:: Problem to work on ::
Pick out each line in the records below that contains the word "fruit" and copy those lines in full.

:: Task material ::
________________

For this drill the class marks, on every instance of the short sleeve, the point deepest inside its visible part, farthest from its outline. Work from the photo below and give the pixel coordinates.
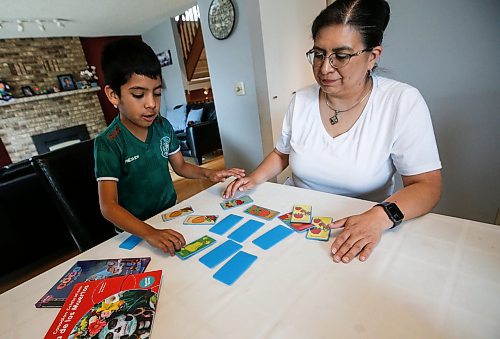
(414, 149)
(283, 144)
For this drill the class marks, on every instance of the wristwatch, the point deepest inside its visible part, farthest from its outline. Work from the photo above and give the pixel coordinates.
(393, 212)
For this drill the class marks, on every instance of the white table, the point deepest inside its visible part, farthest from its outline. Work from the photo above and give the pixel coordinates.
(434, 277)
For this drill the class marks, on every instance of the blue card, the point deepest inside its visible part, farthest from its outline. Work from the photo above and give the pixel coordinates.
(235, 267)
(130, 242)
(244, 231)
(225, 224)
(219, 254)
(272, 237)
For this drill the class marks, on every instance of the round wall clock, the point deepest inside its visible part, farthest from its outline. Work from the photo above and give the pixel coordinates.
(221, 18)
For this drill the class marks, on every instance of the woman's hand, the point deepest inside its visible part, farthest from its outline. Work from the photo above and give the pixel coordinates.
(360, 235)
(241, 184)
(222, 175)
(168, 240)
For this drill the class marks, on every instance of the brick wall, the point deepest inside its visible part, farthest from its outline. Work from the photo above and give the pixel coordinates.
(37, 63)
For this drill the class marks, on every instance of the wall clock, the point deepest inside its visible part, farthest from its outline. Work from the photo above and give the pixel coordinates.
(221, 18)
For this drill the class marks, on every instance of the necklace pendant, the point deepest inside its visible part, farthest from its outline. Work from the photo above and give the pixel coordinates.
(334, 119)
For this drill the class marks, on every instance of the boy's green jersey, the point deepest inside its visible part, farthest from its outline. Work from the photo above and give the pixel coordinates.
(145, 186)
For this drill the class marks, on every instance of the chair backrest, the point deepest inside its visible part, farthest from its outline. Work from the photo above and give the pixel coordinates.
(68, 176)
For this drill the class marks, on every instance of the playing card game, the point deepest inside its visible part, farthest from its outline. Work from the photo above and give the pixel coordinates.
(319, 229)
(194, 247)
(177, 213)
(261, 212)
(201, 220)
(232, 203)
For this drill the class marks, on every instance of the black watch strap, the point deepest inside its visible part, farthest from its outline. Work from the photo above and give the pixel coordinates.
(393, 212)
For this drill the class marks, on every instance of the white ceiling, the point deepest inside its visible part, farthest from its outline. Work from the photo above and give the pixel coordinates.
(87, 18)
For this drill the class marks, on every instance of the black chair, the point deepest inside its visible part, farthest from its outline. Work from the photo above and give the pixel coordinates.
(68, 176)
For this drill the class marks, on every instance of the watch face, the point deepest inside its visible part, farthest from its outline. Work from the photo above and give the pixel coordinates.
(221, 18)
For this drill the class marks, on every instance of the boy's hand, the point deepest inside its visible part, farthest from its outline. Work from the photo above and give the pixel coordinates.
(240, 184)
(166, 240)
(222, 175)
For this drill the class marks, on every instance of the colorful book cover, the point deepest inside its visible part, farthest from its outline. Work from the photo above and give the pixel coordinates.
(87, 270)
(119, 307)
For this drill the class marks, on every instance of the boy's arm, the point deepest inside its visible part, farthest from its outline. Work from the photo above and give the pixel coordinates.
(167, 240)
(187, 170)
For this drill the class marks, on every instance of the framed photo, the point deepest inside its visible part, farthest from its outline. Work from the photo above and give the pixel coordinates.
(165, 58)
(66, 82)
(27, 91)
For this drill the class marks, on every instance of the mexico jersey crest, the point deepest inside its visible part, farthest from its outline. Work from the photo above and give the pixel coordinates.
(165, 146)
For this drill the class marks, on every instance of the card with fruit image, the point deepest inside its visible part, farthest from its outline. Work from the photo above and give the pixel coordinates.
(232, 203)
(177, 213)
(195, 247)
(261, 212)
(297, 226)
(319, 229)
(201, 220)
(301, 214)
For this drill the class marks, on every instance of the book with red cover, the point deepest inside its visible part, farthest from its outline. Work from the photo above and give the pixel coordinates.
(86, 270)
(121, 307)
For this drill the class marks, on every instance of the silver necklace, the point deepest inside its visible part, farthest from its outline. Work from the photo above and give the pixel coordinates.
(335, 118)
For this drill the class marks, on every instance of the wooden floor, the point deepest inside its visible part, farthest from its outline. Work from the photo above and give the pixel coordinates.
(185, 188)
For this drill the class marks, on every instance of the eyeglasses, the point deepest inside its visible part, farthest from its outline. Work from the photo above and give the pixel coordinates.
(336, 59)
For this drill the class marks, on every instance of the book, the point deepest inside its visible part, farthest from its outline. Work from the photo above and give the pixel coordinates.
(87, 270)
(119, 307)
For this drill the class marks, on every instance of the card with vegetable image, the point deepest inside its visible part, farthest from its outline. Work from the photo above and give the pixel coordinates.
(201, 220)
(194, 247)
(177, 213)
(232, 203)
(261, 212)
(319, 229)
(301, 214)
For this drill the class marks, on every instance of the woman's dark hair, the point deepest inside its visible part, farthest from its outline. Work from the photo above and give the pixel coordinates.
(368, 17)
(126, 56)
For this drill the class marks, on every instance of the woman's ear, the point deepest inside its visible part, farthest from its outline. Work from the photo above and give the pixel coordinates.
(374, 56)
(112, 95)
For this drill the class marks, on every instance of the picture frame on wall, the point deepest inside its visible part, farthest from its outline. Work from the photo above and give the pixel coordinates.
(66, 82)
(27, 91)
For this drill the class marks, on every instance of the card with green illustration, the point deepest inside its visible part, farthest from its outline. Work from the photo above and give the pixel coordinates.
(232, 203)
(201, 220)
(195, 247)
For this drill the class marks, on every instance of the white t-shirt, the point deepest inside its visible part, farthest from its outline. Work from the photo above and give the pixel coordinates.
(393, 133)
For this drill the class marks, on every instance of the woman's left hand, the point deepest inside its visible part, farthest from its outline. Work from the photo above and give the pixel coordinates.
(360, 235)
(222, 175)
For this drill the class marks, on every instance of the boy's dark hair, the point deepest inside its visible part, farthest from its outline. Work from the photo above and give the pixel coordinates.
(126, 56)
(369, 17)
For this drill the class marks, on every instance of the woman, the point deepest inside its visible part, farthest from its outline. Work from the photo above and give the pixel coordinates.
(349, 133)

________________

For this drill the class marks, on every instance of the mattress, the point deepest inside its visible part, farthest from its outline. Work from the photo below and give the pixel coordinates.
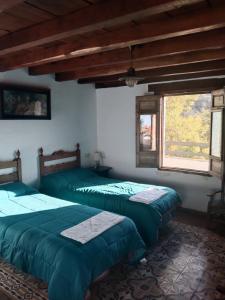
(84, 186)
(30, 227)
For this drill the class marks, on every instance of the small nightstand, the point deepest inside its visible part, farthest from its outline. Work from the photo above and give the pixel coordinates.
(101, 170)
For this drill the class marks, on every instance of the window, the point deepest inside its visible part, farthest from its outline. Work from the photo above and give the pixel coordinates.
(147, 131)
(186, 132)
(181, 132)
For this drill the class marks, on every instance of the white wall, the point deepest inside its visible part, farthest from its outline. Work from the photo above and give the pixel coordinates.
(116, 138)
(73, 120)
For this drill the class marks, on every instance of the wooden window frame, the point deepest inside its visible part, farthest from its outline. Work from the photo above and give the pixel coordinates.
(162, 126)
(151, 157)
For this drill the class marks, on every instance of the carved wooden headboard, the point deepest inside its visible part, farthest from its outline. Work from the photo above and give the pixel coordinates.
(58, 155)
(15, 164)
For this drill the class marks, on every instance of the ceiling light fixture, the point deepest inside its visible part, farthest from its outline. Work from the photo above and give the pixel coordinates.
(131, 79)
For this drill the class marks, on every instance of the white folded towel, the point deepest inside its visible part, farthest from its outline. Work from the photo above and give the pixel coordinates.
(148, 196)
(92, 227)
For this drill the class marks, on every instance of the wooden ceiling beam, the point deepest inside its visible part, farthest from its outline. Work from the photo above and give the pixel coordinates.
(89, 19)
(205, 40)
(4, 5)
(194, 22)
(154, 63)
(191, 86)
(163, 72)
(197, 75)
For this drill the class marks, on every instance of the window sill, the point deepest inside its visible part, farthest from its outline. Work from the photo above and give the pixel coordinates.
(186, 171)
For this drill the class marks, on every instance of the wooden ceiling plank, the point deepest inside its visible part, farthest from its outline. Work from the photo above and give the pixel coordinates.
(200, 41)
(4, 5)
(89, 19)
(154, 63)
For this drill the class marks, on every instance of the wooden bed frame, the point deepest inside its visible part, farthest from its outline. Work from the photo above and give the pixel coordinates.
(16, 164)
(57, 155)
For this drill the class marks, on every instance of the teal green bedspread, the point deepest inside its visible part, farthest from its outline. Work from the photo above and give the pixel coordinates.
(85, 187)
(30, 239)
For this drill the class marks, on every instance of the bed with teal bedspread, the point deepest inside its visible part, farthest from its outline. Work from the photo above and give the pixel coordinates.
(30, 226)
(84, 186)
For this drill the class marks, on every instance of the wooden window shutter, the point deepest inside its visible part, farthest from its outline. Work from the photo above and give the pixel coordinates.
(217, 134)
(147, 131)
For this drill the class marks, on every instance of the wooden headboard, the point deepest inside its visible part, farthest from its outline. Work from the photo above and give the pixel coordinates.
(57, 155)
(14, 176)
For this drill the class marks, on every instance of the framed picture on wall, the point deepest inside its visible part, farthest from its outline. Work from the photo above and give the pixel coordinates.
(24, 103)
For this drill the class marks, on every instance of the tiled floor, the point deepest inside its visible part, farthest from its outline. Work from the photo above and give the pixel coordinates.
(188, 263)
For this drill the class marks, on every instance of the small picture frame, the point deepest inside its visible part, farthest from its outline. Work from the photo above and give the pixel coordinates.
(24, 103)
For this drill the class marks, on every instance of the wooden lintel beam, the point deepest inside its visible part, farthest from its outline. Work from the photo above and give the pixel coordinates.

________________

:: Problem solution ::
For this drill the class marks, on every instance of the card with fruit image, the point deepest inside its visible part, farthest from its outline. Work from the photo above and give the pixel coordinates.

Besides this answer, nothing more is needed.